→ **To do**:
Count the lines of the listing below that contain the string "patio". How many are there? Reply with the number alone.

→ **Records for processing**:
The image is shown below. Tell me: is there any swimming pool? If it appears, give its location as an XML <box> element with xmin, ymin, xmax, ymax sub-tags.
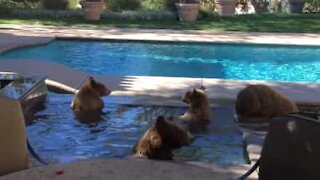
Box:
<box><xmin>0</xmin><ymin>40</ymin><xmax>320</xmax><ymax>82</ymax></box>
<box><xmin>27</xmin><ymin>93</ymin><xmax>246</xmax><ymax>164</ymax></box>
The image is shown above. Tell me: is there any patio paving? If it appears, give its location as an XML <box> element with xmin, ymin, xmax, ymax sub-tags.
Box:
<box><xmin>0</xmin><ymin>159</ymin><xmax>256</xmax><ymax>180</ymax></box>
<box><xmin>0</xmin><ymin>25</ymin><xmax>320</xmax><ymax>179</ymax></box>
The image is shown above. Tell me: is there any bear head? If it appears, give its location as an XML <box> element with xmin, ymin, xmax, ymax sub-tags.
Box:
<box><xmin>85</xmin><ymin>76</ymin><xmax>111</xmax><ymax>96</ymax></box>
<box><xmin>133</xmin><ymin>116</ymin><xmax>193</xmax><ymax>160</ymax></box>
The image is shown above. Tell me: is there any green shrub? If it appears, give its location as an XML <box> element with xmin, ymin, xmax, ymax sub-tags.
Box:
<box><xmin>141</xmin><ymin>0</ymin><xmax>168</xmax><ymax>10</ymax></box>
<box><xmin>141</xmin><ymin>0</ymin><xmax>176</xmax><ymax>10</ymax></box>
<box><xmin>200</xmin><ymin>0</ymin><xmax>215</xmax><ymax>10</ymax></box>
<box><xmin>304</xmin><ymin>0</ymin><xmax>320</xmax><ymax>13</ymax></box>
<box><xmin>107</xmin><ymin>0</ymin><xmax>141</xmax><ymax>12</ymax></box>
<box><xmin>102</xmin><ymin>10</ymin><xmax>177</xmax><ymax>21</ymax></box>
<box><xmin>42</xmin><ymin>0</ymin><xmax>68</xmax><ymax>10</ymax></box>
<box><xmin>0</xmin><ymin>0</ymin><xmax>20</xmax><ymax>15</ymax></box>
<box><xmin>68</xmin><ymin>0</ymin><xmax>79</xmax><ymax>9</ymax></box>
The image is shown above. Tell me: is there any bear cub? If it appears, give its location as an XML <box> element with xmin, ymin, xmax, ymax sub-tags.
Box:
<box><xmin>235</xmin><ymin>84</ymin><xmax>298</xmax><ymax>118</ymax></box>
<box><xmin>133</xmin><ymin>116</ymin><xmax>193</xmax><ymax>160</ymax></box>
<box><xmin>70</xmin><ymin>77</ymin><xmax>111</xmax><ymax>122</ymax></box>
<box><xmin>180</xmin><ymin>86</ymin><xmax>210</xmax><ymax>129</ymax></box>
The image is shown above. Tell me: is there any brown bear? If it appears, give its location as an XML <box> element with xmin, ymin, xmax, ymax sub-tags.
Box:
<box><xmin>133</xmin><ymin>116</ymin><xmax>193</xmax><ymax>160</ymax></box>
<box><xmin>235</xmin><ymin>84</ymin><xmax>298</xmax><ymax>118</ymax></box>
<box><xmin>70</xmin><ymin>77</ymin><xmax>111</xmax><ymax>122</ymax></box>
<box><xmin>180</xmin><ymin>86</ymin><xmax>210</xmax><ymax>129</ymax></box>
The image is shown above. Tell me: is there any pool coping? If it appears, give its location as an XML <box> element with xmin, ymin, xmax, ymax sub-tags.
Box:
<box><xmin>0</xmin><ymin>25</ymin><xmax>320</xmax><ymax>180</ymax></box>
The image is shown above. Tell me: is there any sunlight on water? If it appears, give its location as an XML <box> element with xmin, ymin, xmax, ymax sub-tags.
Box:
<box><xmin>27</xmin><ymin>93</ymin><xmax>246</xmax><ymax>164</ymax></box>
<box><xmin>0</xmin><ymin>40</ymin><xmax>320</xmax><ymax>82</ymax></box>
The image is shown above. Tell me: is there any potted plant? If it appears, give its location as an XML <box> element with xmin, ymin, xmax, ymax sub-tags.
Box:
<box><xmin>175</xmin><ymin>0</ymin><xmax>200</xmax><ymax>22</ymax></box>
<box><xmin>80</xmin><ymin>0</ymin><xmax>104</xmax><ymax>21</ymax></box>
<box><xmin>214</xmin><ymin>0</ymin><xmax>237</xmax><ymax>16</ymax></box>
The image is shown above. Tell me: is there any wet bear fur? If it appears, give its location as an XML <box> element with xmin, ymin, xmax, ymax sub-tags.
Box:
<box><xmin>180</xmin><ymin>86</ymin><xmax>210</xmax><ymax>129</ymax></box>
<box><xmin>235</xmin><ymin>84</ymin><xmax>298</xmax><ymax>118</ymax></box>
<box><xmin>133</xmin><ymin>116</ymin><xmax>192</xmax><ymax>160</ymax></box>
<box><xmin>70</xmin><ymin>77</ymin><xmax>111</xmax><ymax>122</ymax></box>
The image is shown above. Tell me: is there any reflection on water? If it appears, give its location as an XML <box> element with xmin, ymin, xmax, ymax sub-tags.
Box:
<box><xmin>27</xmin><ymin>93</ymin><xmax>245</xmax><ymax>164</ymax></box>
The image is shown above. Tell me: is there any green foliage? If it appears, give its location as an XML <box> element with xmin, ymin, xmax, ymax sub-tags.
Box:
<box><xmin>141</xmin><ymin>0</ymin><xmax>167</xmax><ymax>10</ymax></box>
<box><xmin>304</xmin><ymin>0</ymin><xmax>320</xmax><ymax>13</ymax></box>
<box><xmin>42</xmin><ymin>0</ymin><xmax>68</xmax><ymax>10</ymax></box>
<box><xmin>0</xmin><ymin>0</ymin><xmax>21</xmax><ymax>15</ymax></box>
<box><xmin>200</xmin><ymin>0</ymin><xmax>215</xmax><ymax>10</ymax></box>
<box><xmin>107</xmin><ymin>0</ymin><xmax>141</xmax><ymax>11</ymax></box>
<box><xmin>68</xmin><ymin>0</ymin><xmax>79</xmax><ymax>9</ymax></box>
<box><xmin>102</xmin><ymin>10</ymin><xmax>177</xmax><ymax>21</ymax></box>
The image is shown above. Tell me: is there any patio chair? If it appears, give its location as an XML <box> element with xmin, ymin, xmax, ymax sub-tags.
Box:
<box><xmin>239</xmin><ymin>113</ymin><xmax>320</xmax><ymax>180</ymax></box>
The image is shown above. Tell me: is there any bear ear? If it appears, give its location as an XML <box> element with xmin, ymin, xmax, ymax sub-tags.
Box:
<box><xmin>156</xmin><ymin>116</ymin><xmax>166</xmax><ymax>128</ymax></box>
<box><xmin>199</xmin><ymin>85</ymin><xmax>207</xmax><ymax>91</ymax></box>
<box><xmin>192</xmin><ymin>89</ymin><xmax>197</xmax><ymax>94</ymax></box>
<box><xmin>89</xmin><ymin>76</ymin><xmax>97</xmax><ymax>88</ymax></box>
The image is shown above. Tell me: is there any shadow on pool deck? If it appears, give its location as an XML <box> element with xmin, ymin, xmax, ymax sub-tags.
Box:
<box><xmin>0</xmin><ymin>159</ymin><xmax>256</xmax><ymax>180</ymax></box>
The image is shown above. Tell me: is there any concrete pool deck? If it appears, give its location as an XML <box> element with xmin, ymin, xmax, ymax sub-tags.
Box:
<box><xmin>0</xmin><ymin>25</ymin><xmax>320</xmax><ymax>179</ymax></box>
<box><xmin>0</xmin><ymin>159</ymin><xmax>256</xmax><ymax>180</ymax></box>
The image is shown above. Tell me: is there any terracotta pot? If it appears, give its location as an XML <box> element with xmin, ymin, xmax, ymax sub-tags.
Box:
<box><xmin>80</xmin><ymin>1</ymin><xmax>104</xmax><ymax>21</ymax></box>
<box><xmin>215</xmin><ymin>0</ymin><xmax>237</xmax><ymax>16</ymax></box>
<box><xmin>284</xmin><ymin>0</ymin><xmax>306</xmax><ymax>13</ymax></box>
<box><xmin>175</xmin><ymin>3</ymin><xmax>200</xmax><ymax>22</ymax></box>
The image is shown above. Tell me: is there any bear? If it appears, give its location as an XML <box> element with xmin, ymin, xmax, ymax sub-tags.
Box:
<box><xmin>179</xmin><ymin>86</ymin><xmax>210</xmax><ymax>130</ymax></box>
<box><xmin>235</xmin><ymin>84</ymin><xmax>298</xmax><ymax>118</ymax></box>
<box><xmin>70</xmin><ymin>76</ymin><xmax>111</xmax><ymax>122</ymax></box>
<box><xmin>133</xmin><ymin>116</ymin><xmax>193</xmax><ymax>160</ymax></box>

→ **Completed exercise**:
2